* [YOUR ASSIGNMENT]
Search term "stripe": copy each line of the records that contains it.
(PROVIDED INFORMATION Opens)
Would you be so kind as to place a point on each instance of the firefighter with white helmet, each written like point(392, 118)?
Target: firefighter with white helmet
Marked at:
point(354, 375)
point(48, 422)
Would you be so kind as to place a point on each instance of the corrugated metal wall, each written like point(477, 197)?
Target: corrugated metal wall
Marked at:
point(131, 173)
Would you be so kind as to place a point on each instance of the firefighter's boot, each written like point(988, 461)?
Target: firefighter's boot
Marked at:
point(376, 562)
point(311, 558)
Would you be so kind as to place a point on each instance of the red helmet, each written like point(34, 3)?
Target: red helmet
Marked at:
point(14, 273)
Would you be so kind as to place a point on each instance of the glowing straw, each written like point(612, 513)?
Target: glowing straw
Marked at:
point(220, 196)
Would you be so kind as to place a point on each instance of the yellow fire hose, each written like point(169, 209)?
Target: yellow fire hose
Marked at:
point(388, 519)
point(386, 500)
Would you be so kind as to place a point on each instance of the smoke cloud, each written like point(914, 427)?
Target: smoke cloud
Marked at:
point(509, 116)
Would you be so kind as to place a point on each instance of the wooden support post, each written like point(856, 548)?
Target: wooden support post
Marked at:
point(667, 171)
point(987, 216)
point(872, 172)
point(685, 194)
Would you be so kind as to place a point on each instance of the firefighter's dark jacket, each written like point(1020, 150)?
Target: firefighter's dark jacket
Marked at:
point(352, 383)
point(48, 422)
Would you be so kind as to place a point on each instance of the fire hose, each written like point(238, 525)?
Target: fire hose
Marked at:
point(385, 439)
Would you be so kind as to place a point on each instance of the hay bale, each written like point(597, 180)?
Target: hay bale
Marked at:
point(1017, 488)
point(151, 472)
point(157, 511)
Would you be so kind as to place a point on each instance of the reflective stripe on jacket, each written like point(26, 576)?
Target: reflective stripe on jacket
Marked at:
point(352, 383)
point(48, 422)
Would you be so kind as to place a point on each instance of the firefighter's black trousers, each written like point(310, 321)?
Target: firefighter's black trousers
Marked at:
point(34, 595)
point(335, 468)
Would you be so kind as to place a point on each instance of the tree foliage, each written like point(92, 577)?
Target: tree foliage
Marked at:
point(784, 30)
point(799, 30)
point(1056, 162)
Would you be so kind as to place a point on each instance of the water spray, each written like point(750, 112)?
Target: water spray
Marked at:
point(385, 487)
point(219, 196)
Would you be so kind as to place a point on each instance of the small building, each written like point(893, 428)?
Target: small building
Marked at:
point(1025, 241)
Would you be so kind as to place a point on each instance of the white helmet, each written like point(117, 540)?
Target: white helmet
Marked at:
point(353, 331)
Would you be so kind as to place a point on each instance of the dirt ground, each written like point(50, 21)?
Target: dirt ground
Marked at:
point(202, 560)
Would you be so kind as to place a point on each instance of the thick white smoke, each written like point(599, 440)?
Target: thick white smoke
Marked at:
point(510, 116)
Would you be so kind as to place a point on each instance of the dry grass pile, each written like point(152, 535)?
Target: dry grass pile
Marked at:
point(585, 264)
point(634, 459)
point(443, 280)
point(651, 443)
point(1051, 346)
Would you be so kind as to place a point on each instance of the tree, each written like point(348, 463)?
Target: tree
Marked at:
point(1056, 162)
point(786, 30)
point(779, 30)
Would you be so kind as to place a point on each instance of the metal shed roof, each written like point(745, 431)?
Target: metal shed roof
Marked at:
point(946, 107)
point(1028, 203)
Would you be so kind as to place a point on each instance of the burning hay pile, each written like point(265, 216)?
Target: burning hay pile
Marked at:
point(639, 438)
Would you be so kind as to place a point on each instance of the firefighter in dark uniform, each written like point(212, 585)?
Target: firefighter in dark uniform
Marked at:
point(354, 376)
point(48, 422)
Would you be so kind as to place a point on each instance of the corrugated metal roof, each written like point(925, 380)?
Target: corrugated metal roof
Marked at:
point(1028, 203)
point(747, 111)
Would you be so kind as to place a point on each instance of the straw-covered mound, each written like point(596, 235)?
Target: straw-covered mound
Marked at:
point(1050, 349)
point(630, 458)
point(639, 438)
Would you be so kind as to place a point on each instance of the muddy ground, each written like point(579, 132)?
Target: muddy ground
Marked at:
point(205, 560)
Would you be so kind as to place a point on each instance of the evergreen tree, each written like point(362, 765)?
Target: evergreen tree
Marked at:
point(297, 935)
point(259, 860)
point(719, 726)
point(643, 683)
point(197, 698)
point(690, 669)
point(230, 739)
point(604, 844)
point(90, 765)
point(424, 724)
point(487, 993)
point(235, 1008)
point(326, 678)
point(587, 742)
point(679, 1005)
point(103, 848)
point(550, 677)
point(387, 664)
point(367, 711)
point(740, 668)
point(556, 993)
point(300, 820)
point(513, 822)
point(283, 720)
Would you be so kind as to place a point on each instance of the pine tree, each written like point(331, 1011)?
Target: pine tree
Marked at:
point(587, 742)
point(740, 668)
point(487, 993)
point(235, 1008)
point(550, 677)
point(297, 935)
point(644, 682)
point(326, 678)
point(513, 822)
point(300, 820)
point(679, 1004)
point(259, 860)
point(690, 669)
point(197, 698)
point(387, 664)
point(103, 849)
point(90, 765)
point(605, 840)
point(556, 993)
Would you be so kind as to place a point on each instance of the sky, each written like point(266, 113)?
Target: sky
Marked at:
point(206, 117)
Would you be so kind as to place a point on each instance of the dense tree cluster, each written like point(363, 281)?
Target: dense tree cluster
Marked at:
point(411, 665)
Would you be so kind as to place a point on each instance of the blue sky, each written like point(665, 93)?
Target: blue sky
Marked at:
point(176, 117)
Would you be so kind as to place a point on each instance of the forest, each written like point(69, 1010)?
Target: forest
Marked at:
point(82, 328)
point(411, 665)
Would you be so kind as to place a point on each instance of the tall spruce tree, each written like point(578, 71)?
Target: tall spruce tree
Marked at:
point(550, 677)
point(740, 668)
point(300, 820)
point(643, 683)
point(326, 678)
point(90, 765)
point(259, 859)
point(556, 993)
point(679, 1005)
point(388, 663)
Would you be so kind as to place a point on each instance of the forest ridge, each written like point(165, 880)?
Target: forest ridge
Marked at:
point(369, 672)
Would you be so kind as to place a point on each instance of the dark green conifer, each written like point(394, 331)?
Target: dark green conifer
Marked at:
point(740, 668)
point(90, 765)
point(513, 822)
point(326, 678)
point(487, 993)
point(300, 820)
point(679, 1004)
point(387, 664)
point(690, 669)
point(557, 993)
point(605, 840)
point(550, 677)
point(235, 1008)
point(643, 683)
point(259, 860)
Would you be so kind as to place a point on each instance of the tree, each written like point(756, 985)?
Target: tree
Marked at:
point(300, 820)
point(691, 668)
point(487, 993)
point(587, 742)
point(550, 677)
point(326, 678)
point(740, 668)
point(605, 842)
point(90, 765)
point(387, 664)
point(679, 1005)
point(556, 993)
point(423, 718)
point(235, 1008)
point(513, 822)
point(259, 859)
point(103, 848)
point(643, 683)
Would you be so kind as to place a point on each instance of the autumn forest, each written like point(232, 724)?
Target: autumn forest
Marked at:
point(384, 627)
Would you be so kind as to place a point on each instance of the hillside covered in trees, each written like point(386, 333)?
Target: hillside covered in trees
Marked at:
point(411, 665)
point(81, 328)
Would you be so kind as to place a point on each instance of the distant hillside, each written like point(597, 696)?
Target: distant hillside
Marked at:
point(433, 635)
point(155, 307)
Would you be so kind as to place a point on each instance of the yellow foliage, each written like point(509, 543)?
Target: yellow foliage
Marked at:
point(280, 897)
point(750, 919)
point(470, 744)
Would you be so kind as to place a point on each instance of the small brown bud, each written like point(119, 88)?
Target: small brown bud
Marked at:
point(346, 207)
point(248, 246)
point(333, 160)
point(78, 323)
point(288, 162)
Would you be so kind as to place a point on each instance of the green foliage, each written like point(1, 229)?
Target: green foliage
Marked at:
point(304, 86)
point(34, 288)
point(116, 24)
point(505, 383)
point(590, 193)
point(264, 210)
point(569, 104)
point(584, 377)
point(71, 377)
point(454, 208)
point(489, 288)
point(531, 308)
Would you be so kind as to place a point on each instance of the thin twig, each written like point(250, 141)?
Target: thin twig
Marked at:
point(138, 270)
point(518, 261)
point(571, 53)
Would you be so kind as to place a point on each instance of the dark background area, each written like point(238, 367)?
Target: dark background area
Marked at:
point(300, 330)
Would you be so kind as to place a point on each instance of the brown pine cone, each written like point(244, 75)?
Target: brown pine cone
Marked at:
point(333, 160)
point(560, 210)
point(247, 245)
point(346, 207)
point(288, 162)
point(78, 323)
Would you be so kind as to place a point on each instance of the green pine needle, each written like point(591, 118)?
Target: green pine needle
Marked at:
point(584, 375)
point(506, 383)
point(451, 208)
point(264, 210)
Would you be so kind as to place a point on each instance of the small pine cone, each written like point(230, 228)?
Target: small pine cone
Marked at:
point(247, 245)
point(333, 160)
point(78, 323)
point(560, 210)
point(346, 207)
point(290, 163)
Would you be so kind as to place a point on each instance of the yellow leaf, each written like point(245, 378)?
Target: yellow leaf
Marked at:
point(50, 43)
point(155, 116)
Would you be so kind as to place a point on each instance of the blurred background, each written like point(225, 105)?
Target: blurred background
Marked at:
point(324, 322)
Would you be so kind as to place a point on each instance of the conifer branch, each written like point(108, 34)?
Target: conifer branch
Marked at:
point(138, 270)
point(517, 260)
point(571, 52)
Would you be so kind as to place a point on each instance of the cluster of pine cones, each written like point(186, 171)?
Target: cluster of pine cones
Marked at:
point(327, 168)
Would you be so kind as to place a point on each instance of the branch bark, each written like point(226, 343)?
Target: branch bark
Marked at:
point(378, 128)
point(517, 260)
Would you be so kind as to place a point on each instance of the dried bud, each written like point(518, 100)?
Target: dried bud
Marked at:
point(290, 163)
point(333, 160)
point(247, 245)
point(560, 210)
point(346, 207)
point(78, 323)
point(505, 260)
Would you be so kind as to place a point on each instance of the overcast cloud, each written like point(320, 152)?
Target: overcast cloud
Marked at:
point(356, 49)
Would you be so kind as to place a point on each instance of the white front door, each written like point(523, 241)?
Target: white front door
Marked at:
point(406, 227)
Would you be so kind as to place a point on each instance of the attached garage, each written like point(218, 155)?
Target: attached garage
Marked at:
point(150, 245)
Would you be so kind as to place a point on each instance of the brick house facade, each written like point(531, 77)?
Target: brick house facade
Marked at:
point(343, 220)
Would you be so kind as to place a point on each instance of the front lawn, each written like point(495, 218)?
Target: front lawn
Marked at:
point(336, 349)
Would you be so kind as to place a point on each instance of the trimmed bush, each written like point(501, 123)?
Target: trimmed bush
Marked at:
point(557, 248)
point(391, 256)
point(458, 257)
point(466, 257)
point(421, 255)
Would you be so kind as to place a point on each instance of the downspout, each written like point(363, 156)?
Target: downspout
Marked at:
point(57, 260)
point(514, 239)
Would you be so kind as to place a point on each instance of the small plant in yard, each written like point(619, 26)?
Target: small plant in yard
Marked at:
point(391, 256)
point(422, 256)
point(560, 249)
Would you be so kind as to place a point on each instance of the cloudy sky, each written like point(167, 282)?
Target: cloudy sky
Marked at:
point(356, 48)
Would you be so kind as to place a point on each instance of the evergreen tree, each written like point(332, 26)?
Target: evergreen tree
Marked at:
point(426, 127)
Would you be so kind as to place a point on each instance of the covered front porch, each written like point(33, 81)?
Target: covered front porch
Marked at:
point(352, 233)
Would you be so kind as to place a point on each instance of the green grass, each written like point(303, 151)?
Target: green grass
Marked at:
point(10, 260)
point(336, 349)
(PROVIDED INFORMATION Closes)
* [EXERCISE ANSWER]
Would you be so kind as to place a point on each instance of the reflective stripe on jacket, each written like point(26, 576)?
Target: reflective stripe on jacket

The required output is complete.